■ **THE TASK**
Retype, without alteration, each line from the line containing "Doubt it, but someone swears the lower" to the final line of the records.

Rows of box annotation data:
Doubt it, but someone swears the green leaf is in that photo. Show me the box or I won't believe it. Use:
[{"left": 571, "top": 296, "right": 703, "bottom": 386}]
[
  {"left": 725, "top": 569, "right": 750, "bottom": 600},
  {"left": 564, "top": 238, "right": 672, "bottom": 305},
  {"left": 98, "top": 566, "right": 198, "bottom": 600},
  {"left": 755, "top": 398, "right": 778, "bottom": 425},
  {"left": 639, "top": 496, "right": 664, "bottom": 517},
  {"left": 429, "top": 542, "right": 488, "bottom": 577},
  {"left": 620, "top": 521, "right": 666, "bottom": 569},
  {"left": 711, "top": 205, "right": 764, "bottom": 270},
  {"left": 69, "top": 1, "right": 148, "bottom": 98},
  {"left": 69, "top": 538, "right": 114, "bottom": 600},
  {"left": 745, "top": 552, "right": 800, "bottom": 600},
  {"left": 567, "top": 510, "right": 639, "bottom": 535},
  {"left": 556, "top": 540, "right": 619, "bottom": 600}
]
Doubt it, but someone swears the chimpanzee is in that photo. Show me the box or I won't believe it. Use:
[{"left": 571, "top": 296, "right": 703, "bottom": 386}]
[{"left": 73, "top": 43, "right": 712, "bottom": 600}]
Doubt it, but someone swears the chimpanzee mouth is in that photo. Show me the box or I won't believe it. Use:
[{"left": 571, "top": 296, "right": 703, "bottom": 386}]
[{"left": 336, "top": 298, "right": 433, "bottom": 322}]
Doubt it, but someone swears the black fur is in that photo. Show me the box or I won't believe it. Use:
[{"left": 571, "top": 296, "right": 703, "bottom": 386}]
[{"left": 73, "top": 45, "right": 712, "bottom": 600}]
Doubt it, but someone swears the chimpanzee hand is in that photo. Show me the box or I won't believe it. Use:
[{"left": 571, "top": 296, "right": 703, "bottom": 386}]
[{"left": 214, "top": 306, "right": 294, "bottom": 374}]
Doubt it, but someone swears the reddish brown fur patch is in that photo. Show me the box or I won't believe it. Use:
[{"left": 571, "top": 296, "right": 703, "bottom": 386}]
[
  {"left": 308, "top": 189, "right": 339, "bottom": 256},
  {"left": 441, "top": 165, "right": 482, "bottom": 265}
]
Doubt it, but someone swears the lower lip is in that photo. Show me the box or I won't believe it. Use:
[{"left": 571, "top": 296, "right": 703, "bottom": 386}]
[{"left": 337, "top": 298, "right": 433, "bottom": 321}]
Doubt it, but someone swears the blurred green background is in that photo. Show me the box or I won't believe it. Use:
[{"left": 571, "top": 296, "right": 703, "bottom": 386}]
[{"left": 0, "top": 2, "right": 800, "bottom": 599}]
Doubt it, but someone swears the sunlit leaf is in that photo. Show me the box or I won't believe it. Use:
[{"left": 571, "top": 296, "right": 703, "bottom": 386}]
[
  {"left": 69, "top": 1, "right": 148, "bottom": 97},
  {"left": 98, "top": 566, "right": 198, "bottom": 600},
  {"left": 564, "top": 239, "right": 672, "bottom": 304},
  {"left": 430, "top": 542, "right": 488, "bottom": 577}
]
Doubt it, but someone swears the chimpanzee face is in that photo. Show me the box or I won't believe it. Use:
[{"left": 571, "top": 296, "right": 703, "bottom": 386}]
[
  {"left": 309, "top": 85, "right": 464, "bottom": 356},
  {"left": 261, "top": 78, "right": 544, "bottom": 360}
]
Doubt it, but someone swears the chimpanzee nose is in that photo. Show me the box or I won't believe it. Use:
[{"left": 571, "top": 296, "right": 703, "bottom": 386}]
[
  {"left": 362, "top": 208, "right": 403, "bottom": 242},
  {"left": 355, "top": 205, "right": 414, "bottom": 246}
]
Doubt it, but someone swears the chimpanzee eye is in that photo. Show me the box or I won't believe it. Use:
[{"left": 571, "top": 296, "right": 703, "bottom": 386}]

■ **CORRECT OUTPUT**
Doubt it, but someone swears the lower lip is in that photo. Show me the box or I won't believe it. Use:
[{"left": 571, "top": 296, "right": 703, "bottom": 386}]
[{"left": 337, "top": 298, "right": 433, "bottom": 321}]
Doubt it, but someone swears the blurred green background is in that photo. Show me the box or I won't believe it. Use:
[{"left": 571, "top": 296, "right": 703, "bottom": 386}]
[{"left": 0, "top": 2, "right": 800, "bottom": 599}]
Doubt it, but someone swears the sunlit leaf is in that photo. Show me the box or I won't believe it. Use:
[{"left": 571, "top": 296, "right": 703, "bottom": 386}]
[
  {"left": 69, "top": 1, "right": 148, "bottom": 97},
  {"left": 98, "top": 566, "right": 198, "bottom": 600},
  {"left": 564, "top": 239, "right": 672, "bottom": 304},
  {"left": 430, "top": 542, "right": 488, "bottom": 577}
]
Doubt it, but someone swears the chimpanzee face is in that photo. Show me the box or I won't believe it. Use:
[{"left": 571, "top": 296, "right": 703, "bottom": 386}]
[
  {"left": 309, "top": 85, "right": 464, "bottom": 356},
  {"left": 261, "top": 78, "right": 544, "bottom": 360}
]
Doubt it, but someone swears the chimpanzee nose is in that photo. Show me the box or I won't believe it. Use:
[{"left": 571, "top": 296, "right": 703, "bottom": 386}]
[
  {"left": 362, "top": 208, "right": 403, "bottom": 242},
  {"left": 355, "top": 205, "right": 414, "bottom": 246}
]
Doubt it, but someone swears the chimpanzee eye is in that photo. Show me the box or I won't believe it. Use:
[{"left": 571, "top": 296, "right": 703, "bottom": 386}]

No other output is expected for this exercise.